## Texte fourni
>>>
Le détachement d’un salarié à l’étranger constitue une évolution professionnelle positive qui s’accompagne souvent d’avantages matériels conséquents.

Le salarié bénéficiant la plupart du temps de conditions financières nettement plus attractives que celles que lui procurait son emploi en France.

Dans les groupes de dimension internationale, il est habituel que l’employeur prenne à sa charge des avantages en nature pour un montant important (frais d’hébergement, de véhicule de fonction, billets d’avion…), outre le différentiel lié au niveau de vie dans le pays de détachement.

Le déracinement familial est compensé tant bien que mal par diverses contreparties financières (scolarité des enfants payée par l’entreprise…).

La fin de l’expatriation est donc non seulement synonyme de la fin de l’emploi du salarié à l’étranger, mais également du train de vie auquel il s’était accoutumé.

Cette période est une source fréquente de conflit, particulièrement lorsque l’employeur ne respecte pas ses obligations légales.

Des obligations légales pas toujours respectées par l’employeur

La fin du détachement oblige en effet l’employeur à respecter des prévisions légales protectrices pour le salarié dont il préférerait parfois s’affranchir, surtout lorsque l’enthousiasme des débuts a cédé la place à une ardeur désormais nettement plus modérée.
<<<
Reproduisez fidèlement, s'il vous plaît, le passage du texte fourni qui commence par « Le détachement d’un » et se termine par « emploi en France. ». Les items proviennent d'une autre source que le texte fourni.

## Données fournies
>>>
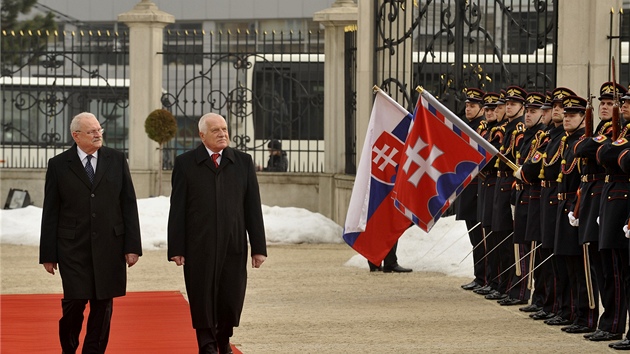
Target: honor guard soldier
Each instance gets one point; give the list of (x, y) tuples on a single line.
[(494, 105), (532, 233), (502, 220), (543, 168), (526, 147), (466, 202), (567, 248), (606, 264)]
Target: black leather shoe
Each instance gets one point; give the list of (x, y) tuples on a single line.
[(396, 269), (484, 290), (589, 335), (508, 301), (558, 321), (495, 295), (542, 315), (530, 308), (225, 349), (471, 286), (603, 336), (374, 267), (621, 345), (578, 329)]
<<<
## Résultat final
Le détachement d’un salarié à l’étranger constitue une évolution professionnelle positive qui s’accompagne souvent d’avantages matériels conséquents.

Le salarié bénéficiant la plupart du temps de conditions financières nettement plus attractives que celles que lui procurait son emploi en France.